▶ [Written instruction]
Put the lines of the listing below into a JSON list of strings, one string per line and no blank lines. Begin at the line that contains "Objective — one point per instance of the stone" and stop after the last line of the listing.

********************

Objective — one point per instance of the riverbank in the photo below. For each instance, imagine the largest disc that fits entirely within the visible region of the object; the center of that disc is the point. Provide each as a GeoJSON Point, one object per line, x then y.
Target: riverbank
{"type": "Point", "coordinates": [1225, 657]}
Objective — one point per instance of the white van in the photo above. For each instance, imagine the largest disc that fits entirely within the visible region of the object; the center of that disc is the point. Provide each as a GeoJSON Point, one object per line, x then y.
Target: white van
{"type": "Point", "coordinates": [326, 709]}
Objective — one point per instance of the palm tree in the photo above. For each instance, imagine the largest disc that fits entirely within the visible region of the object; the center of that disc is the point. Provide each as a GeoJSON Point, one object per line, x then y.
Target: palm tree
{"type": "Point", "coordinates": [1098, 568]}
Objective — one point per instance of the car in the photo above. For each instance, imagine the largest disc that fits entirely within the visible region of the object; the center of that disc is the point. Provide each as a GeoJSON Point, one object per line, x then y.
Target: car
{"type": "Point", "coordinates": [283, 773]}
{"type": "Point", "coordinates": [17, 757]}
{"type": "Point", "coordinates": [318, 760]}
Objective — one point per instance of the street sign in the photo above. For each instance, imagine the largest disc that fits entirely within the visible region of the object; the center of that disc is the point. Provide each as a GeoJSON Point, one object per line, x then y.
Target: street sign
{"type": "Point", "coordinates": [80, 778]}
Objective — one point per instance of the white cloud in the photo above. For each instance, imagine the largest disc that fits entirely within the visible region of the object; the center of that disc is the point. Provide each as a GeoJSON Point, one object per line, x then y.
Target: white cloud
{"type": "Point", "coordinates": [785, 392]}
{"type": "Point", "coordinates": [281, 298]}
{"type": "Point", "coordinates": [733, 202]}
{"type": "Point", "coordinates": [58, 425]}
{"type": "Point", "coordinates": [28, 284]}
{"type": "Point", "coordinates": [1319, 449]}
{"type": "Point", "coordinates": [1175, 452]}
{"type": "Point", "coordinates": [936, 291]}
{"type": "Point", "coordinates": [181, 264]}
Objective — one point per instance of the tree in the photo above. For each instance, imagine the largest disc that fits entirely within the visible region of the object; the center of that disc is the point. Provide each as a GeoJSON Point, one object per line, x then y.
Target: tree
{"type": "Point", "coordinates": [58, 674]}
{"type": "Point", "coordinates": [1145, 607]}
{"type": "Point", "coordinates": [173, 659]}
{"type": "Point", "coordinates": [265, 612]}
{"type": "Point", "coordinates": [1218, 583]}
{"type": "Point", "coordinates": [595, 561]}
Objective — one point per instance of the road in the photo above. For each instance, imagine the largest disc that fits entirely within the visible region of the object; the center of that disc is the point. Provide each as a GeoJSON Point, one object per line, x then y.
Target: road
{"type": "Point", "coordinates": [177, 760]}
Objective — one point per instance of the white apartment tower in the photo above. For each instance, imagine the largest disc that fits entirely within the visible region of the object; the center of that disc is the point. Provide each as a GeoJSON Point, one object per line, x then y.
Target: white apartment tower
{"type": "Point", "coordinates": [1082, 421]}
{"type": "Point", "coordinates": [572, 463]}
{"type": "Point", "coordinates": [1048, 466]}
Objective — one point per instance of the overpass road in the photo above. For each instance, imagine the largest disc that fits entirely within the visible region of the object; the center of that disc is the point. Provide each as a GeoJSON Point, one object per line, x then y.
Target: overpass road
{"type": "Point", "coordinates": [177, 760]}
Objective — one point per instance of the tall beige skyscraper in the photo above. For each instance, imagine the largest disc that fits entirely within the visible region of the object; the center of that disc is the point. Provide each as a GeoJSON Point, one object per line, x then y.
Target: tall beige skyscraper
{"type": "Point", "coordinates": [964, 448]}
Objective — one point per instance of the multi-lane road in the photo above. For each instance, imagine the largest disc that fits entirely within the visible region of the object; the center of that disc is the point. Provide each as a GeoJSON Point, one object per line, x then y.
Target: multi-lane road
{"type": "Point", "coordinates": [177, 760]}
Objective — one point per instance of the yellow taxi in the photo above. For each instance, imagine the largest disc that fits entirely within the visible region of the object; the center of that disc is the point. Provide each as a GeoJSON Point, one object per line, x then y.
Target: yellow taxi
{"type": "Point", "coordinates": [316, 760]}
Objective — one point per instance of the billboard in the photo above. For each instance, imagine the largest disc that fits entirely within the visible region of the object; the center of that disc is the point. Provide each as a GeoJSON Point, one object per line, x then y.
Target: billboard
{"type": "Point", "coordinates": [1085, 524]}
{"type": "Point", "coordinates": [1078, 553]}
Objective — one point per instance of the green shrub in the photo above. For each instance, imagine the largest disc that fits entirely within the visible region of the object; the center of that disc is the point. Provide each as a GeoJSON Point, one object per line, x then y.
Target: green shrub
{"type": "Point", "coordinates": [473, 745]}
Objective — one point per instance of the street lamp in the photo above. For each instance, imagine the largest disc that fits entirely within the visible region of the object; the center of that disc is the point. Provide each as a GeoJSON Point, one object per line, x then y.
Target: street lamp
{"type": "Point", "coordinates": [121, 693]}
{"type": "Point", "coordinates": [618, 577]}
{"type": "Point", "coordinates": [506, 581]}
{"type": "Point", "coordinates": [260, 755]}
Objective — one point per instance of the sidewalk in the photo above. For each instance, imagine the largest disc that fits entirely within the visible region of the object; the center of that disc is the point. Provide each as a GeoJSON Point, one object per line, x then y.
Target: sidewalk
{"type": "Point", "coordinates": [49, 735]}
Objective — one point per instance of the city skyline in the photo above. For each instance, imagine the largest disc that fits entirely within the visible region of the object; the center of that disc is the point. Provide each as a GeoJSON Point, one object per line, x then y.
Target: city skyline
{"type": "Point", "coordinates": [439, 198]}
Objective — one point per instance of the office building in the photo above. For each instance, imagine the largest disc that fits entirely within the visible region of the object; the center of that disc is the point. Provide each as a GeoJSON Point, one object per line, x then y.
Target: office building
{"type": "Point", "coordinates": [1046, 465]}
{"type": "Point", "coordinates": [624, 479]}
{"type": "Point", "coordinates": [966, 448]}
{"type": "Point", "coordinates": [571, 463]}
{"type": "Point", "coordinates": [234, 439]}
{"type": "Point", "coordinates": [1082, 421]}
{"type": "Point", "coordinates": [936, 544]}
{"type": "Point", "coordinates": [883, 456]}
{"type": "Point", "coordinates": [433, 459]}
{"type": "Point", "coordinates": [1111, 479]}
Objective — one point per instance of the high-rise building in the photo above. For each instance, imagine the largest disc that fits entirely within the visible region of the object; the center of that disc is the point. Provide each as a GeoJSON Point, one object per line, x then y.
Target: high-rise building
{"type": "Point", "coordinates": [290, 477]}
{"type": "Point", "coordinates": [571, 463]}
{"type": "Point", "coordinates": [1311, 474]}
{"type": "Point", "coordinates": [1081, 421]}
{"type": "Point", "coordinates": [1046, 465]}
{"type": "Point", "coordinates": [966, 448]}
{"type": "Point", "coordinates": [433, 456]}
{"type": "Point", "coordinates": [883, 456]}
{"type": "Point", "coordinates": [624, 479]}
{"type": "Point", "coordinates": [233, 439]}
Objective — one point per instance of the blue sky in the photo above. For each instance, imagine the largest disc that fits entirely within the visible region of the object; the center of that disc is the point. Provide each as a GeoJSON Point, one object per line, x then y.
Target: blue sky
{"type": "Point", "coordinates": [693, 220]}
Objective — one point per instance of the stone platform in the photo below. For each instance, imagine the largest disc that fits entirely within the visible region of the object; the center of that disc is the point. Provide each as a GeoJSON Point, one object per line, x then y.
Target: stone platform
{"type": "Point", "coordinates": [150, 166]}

********************

▶ [Exercise result]
[
  "Objective — one point per instance of the stone platform in the photo below. For each instance, imagine the largest disc that fits entirely within the visible region of the object; the center of that disc is the point. Provide each as a GeoJSON Point, one object per line, x then y.",
  "Target: stone platform",
  "{\"type\": \"Point\", \"coordinates\": [150, 166]}"
]